- TASK GOAL -
Reproduce the data below verbatim, starting at the line containing "Point to the tree" and continuing through the final line of the data, both ends included.

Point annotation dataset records

◆ ◆ ◆ ◆ ◆

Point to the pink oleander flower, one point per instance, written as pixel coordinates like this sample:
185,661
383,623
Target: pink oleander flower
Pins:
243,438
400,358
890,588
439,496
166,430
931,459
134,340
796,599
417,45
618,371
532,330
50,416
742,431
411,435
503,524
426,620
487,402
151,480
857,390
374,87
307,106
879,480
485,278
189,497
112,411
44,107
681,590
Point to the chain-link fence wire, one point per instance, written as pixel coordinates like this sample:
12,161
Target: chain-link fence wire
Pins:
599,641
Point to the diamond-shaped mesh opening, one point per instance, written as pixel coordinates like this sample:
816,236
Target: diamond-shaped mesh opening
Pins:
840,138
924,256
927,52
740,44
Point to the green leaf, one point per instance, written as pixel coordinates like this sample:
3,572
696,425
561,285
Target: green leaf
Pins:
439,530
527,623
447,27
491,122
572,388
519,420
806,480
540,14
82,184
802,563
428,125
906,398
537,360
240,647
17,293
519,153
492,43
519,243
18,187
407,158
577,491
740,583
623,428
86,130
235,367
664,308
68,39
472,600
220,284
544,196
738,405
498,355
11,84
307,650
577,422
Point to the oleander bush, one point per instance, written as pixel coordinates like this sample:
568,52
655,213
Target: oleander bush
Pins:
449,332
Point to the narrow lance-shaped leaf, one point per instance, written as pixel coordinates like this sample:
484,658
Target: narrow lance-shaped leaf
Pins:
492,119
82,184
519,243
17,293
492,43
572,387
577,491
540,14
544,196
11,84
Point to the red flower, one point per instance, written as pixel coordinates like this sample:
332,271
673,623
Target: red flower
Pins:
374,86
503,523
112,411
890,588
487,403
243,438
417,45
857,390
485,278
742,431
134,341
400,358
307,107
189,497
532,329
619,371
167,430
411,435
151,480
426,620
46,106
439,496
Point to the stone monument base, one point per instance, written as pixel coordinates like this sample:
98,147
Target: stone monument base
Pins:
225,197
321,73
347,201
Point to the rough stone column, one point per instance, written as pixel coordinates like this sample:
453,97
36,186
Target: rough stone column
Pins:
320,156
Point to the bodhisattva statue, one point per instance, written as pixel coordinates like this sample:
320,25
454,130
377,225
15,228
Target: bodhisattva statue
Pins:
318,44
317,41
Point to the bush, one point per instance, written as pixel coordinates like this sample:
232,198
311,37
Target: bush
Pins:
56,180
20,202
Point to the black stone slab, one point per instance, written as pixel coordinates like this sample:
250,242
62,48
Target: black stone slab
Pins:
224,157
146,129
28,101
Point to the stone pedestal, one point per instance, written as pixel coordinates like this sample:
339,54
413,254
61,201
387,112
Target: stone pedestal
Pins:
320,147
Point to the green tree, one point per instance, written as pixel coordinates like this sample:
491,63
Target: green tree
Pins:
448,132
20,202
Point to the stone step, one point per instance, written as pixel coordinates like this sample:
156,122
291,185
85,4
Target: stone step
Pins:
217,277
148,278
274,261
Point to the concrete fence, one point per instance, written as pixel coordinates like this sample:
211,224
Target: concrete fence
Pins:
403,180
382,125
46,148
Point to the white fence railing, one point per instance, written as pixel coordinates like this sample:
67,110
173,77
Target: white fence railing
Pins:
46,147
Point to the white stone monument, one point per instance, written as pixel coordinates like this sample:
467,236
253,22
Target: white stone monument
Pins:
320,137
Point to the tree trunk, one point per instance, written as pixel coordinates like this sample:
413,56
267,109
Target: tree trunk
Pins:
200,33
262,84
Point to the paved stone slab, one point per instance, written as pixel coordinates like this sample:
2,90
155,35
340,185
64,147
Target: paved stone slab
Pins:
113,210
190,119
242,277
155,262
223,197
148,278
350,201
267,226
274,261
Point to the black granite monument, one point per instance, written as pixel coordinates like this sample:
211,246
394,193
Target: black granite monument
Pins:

◆ ◆ ◆ ◆ ◆

- OUTPUT OF THE EXERCISE -
Point to the tree trunk, one point per instance, written as pixel coordinates like this sample:
413,56
267,109
Target: tree trunk
Pins:
200,33
262,84
Point to the paved stone slab, one point per instance, written as pixel coordinates like this sample:
2,90
155,35
340,185
64,147
Target: paved stone slab
Pins:
113,210
190,119
242,277
155,262
223,197
148,278
350,201
267,226
274,261
Point to the black granite monument, one point per instance, written as pixel coordinates like this sample:
211,246
394,193
Target: black granite monument
Pins:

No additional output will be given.